Pendapat mayoritas responden itu sejalan dengan kenyataan bahwa lulusan pendidikan tinggi juga tidak menjamin kemampuan bersaing di dunia kerja. Data Badan Pusat Statistik Februari 2019 menunjukkan, 13,1 persen pengangguran di Indonesia adalah pengangguran terdidik, termasuk yang bergelar sarjana.
Meski angkanya cenderung fluktuatif, hal ini menandakan ada penawaran tenaga kerja pada tingkat pendidikan tinggi yang belum sepenuhnya terserap oleh dunia kerja. Salah satu penyebabnya diduga adalah tidak sesuainya kompetensi para lulusan dengan kebutuhan dunia usaha, juga dunia industri.
Pemerintah memperkirakan, hingga tahun ini Indonesia akan membutuhkan sarjana berkeahlian khusus di bidang teknik, sains, mesin dan matematika, ketimbang lulusan sarjana umum. Ekspektasi pemerintah juga sejalan dengan bidang- bidang yang banyak diminati responden dalam memilih pendidikan vokasi. Hampir 40 persen responden yang berminat menempuh pendidikan diploma berminat pada program studi komputer, bisnis dan teknik.
Dorongan pemerintah
Pemerintah terus mendorong penerapan UU No 12/ 2012 secara konkret. Pemerintah membuka lembaga pendidikan vokasional melalui Akademi Komunitas, yakni perguruan tinggi yang menyelenggarakan pendidikan vokasi berbasis keunggulan lokal atau untuk memenuhi kebutuhan khusus.
Selain itu, Instruksi Presiden (Inpres) Nomor 9 Tahun 2016 tentang Revitalisasi Pendidikan Vokasi juga dikeluarkan guna meningkatkan kuantitas dan kualitas pendidikan tinggi. Inpres tersebut menegaskan izin baru pendirian perguruan tinggi hanya diberikan untuk politeknik.

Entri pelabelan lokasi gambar
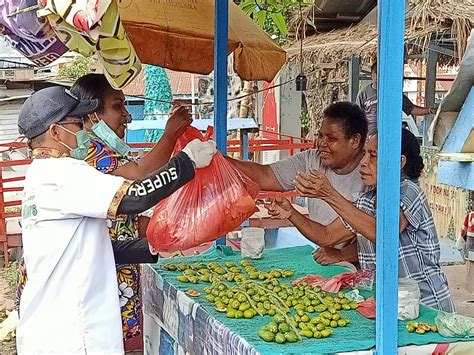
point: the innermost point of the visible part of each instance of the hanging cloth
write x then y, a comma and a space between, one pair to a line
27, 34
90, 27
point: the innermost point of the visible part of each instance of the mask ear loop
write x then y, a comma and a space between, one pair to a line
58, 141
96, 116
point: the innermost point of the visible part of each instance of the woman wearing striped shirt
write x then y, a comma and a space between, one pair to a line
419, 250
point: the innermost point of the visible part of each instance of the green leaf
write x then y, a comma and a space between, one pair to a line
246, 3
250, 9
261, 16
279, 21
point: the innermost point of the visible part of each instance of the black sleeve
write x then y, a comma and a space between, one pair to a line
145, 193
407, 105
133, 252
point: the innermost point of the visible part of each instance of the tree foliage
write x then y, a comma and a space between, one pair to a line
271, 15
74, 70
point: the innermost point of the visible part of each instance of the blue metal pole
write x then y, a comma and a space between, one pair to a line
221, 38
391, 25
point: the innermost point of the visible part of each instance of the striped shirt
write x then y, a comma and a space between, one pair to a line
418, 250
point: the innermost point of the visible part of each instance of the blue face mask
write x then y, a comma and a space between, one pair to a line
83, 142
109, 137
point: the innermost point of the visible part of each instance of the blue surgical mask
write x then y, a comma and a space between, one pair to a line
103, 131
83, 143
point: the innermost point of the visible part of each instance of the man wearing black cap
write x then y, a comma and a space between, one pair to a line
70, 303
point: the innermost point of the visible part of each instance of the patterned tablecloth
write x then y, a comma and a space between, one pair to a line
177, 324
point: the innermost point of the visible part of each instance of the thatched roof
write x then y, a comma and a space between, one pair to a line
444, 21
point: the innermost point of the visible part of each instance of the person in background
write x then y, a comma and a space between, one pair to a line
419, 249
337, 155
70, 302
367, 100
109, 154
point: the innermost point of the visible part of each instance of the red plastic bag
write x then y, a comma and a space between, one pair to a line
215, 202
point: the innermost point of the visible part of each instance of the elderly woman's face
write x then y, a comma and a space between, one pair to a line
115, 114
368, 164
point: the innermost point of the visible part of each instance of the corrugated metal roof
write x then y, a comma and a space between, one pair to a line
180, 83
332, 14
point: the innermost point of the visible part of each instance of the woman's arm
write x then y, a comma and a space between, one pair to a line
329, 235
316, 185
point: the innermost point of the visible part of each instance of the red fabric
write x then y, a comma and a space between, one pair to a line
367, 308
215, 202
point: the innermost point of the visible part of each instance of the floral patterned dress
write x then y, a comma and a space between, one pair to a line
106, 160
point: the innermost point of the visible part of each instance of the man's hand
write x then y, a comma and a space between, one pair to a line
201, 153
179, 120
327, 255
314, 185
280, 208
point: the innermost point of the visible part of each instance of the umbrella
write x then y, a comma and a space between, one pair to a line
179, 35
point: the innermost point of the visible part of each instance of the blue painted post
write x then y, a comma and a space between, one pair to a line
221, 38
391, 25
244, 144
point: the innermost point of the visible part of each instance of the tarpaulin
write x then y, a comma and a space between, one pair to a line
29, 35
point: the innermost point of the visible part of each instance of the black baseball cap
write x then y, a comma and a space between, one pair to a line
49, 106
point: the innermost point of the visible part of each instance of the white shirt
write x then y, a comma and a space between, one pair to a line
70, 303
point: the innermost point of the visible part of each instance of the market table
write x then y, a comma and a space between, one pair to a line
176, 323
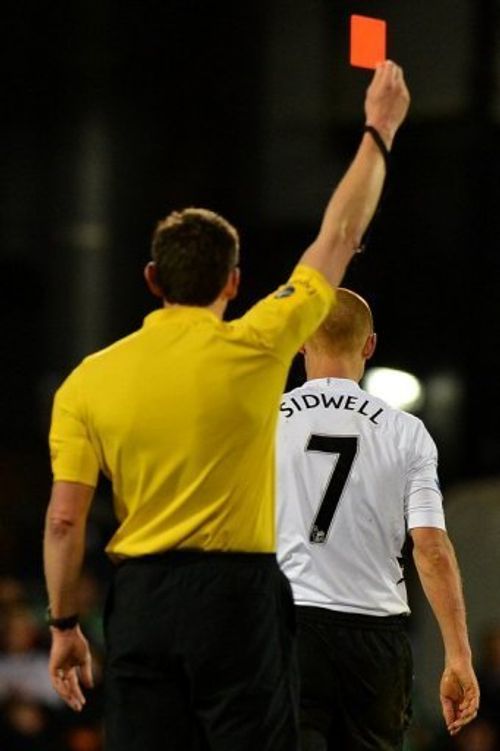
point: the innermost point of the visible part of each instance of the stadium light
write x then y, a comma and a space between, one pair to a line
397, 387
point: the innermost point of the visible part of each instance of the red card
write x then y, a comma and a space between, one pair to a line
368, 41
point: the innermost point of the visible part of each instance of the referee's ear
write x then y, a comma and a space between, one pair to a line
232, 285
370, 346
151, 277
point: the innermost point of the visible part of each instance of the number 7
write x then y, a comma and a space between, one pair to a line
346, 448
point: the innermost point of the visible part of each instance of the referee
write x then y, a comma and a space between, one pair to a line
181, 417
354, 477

#### Tujuan Latihan
Lanjutkan teks tentang pendidikan vokasi dan pengangguran terdidik di Indonesia, dimulai setelah kalimat terakhirnya.

#### Jawaban Tugas
Semangat dari Inpres tersebut bukan lagi dari apa yang disediakan institusi pendidikan (supply), melainkan lebih pada apa yang dibutuhkan dunia usaha dan industri (demand). Permintaan dari dunia usaha makin lama makin besar, dan itu harus diantisipasi. Lulusan politeknik diwajibkan mempunyai sertifikat kompetensi untuk memenuhi standar sebagai tenaga kerja industri, sejalan dengan target pemerintah menciptakan 113 juta tenaga terampil pada 2030.
Bentuk dorongan lain adalah penandatanganan nota kesepahaman oleh lima kementerian untuk mengembangkan pendidikan vokasi berbasis kompetensi sesuai kebutuhan industri. Kelima kementerian menteri tersebut adalah Kementerian Perindustrian; Kementerian Pendidikan dan Kebudayaan; Kementerian Riset, Teknologi, dan Pendidikan Tinggi; Kementerian Ketenagakerjaan; dan Kementerian Badan Usaha Milik Negara. Nota kesepahaman itu mendorong industri berperan lebih besar dalam pendidikan vokasi, misalnya melalui teaching factory (praktik langsung di perusahaan).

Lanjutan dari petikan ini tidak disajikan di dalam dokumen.